*Record extracts*
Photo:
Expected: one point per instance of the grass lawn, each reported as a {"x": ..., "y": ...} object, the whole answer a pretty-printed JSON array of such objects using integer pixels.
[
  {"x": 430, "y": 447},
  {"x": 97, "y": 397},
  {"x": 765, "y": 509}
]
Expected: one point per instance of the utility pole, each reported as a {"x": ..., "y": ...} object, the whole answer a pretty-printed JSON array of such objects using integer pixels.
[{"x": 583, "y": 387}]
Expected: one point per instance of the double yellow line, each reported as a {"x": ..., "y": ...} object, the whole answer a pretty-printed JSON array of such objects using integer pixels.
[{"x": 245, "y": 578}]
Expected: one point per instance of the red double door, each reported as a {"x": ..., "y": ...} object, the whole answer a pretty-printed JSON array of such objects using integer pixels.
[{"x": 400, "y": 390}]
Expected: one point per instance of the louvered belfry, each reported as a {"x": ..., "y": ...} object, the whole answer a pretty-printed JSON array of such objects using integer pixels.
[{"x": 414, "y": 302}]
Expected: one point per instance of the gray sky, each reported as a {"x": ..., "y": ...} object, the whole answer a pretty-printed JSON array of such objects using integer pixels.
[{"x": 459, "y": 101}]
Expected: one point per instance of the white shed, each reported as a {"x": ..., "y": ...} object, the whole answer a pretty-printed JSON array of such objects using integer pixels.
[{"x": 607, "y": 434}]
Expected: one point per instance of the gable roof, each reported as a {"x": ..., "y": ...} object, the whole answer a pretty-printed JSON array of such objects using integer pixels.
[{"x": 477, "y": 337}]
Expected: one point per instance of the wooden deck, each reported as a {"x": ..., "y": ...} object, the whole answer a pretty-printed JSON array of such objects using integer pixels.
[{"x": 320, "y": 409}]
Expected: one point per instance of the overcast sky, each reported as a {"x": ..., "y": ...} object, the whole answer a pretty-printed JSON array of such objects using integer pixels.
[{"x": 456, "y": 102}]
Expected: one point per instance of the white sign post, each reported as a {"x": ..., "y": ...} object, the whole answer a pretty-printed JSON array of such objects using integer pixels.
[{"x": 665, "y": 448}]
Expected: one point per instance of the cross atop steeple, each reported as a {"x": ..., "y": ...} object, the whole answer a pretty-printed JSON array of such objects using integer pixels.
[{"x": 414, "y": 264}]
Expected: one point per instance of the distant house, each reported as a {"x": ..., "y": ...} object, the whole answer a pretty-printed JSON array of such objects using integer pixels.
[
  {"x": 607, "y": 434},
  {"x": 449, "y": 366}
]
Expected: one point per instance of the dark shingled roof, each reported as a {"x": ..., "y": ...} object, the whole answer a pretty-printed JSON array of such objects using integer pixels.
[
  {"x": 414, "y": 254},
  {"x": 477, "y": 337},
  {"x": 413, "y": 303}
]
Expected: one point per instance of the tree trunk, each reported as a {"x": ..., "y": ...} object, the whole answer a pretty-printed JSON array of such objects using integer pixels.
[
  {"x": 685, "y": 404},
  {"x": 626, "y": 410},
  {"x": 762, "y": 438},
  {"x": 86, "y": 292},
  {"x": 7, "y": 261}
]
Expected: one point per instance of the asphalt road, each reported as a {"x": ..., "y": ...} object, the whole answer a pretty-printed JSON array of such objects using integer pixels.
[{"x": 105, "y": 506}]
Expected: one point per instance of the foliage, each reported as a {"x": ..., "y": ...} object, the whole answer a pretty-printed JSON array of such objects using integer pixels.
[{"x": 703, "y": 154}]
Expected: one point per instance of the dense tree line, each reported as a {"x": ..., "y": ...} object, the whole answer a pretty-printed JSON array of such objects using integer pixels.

*Requirement*
A complete, exact transcription of the records is needed.

*Exercise solution*
Photo:
Expected: one point per instance of the grass lawn, each reported as a {"x": ..., "y": ...} object, the whole answer a pretty-printed JSON array of such objects using integer pixels.
[
  {"x": 430, "y": 447},
  {"x": 97, "y": 397},
  {"x": 765, "y": 509}
]
Expected: one point per instance of the utility pole, each reported as a {"x": ..., "y": ...} object, the whole answer a pretty-printed JSON array of such objects using integer pixels.
[{"x": 583, "y": 387}]
Expected: one point per instance of the double yellow line, each reported as a {"x": ..., "y": ...} object, the whole answer a pretty-printed JSON array of such objects using integer pixels.
[{"x": 245, "y": 578}]
Expected: one point per instance of the red double door, each reported as a {"x": ..., "y": ...} object, the whole answer a pretty-printed JSON array of such objects using integer pixels.
[{"x": 400, "y": 390}]
Expected: one point per instance of the louvered belfry, each reported as a {"x": ..., "y": ...} object, the whole answer a pretty-printed JSON array of such objects using integer pixels.
[{"x": 414, "y": 302}]
Expected: one point per instance of the gray sky, each reported as a {"x": ..., "y": ...} object, the whole answer a pretty-printed JSON array of such objects using integer pixels.
[{"x": 459, "y": 101}]
Expected: one point per instance of the white shed, each reported as a {"x": ..., "y": ...} object, the whole answer a pretty-printed JSON array of such objects using integer pixels.
[{"x": 607, "y": 434}]
Expected: one point per instance of the gable roof, each reported as a {"x": ..., "y": ...} object, the whole answer a pretty-printed JSON array of such objects using integer pixels.
[{"x": 477, "y": 337}]
Expected: one point per instance of the wooden deck, each reported as a {"x": ..., "y": ...} object, the whole answer a pretty-printed JSON array of such objects using integer pixels.
[{"x": 320, "y": 409}]
Expected: one point per instance of the overcast sky, each reported as a {"x": ..., "y": ...} object, the whole answer a pretty-printed JSON array of such objects using integer pixels.
[{"x": 456, "y": 102}]
Expected: one point per instance of the white sign post, each reported as a {"x": ..., "y": ...} object, the whole answer a pretty-printed JSON array of such objects using integer pixels.
[{"x": 665, "y": 448}]
Expected: one point per instance of the cross atop steeple, each reported as a {"x": ..., "y": ...} object, the whole answer a pretty-printed JSON array of such objects using integer pixels.
[{"x": 414, "y": 264}]
Expected: one point per instance of the distant house, each reported as a {"x": ..., "y": ...} object, the whole answer a pretty-printed JSON array of such objects using integer pixels.
[
  {"x": 607, "y": 434},
  {"x": 449, "y": 366}
]
Expected: one point per instance of the dark shingled roof, each reported as a {"x": ..., "y": ...} object, the whole answer a pretty-printed JSON array of such objects using integer pixels.
[
  {"x": 414, "y": 254},
  {"x": 477, "y": 337},
  {"x": 413, "y": 303}
]
Expected: one point per instance of the tree trunk, each reported as a {"x": ..., "y": ...} object, the whole answer a pretty-printed JSON array of such objects using integer pixels.
[
  {"x": 685, "y": 404},
  {"x": 626, "y": 410},
  {"x": 762, "y": 438},
  {"x": 86, "y": 292},
  {"x": 7, "y": 261}
]
Expected: one point per instance of the asphalt road, each reported as a {"x": ..., "y": ...} object, the whole answer a pretty-printed JSON array of such objects using integer pixels.
[{"x": 105, "y": 506}]
Expected: one point per instance of the foliage, each reported as a {"x": ..., "y": ...} object, the whole answer a pretty-printed JSON array of such objects using integer pixels.
[{"x": 703, "y": 154}]
Expected: one point per instance of the dense tree line, each reported as a {"x": ..., "y": ...} object, the whole answer a pretty-printed JSON array of such objects using integer pixels.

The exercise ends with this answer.